Set task - Rewrite the lines below with "train" swapped for "locomotive" wherever it appears, keeping everything else the same. Leave the pictures out of your answer.

[Saved entries]
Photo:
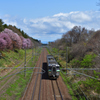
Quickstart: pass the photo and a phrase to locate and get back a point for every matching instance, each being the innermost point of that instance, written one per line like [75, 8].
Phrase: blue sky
[47, 20]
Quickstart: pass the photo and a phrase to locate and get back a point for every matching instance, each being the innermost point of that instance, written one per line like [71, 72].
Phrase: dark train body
[53, 67]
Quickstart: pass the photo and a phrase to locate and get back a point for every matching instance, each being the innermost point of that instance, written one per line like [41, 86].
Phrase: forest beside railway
[82, 48]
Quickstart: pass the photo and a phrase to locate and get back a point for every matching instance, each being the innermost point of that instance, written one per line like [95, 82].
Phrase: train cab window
[50, 58]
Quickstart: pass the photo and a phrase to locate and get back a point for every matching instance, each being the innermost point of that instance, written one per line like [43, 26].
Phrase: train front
[53, 70]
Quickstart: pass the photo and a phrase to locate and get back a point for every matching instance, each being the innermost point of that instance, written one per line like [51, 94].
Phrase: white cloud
[52, 27]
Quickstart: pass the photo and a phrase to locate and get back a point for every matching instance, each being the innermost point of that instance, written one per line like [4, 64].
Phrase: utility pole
[25, 64]
[66, 59]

Exercise answer -
Photo:
Quickstart: pass the photo and a phrase to locate and get back a point for every matching instance, each being the innermost point of that instance, written one per line like [75, 8].
Phrase: blue sky
[47, 20]
Quickstart: pass the photo and a phrase to locate and get back a point for every matching instance, each being the innermost point of that instance, written one per line like [71, 72].
Phrase: dark locomotive body
[53, 67]
Quickstart: pass the photo and a phrase to locate and get back a point for every matching instance, each being the innermost point of that instance, written one per line like [41, 86].
Phrase: forest beside railway
[82, 48]
Quickstart: pass the photo and a phrase to locate and get back a point for every matching instance, each being the innermost point of that instance, written one per line like [95, 82].
Phrase: locomotive cab window
[50, 58]
Quickstart: pass the photo and a phrase to locate and get back a point for every matching instance, each being the innermost point of that instance, written one per line like [43, 26].
Phrase: locomotive front
[53, 70]
Quickstart: pass the photo and a phrase to locate and get back a point for every matching instance, each being the innermost point of that instance, written one per line like [51, 94].
Phrase: white cloud
[52, 27]
Quickstart: pass the photo and a phrase to locate and get back a point for every matching instance, each being the innermost point of that instance, written one per line like [4, 64].
Phrase: utility pole
[25, 64]
[66, 59]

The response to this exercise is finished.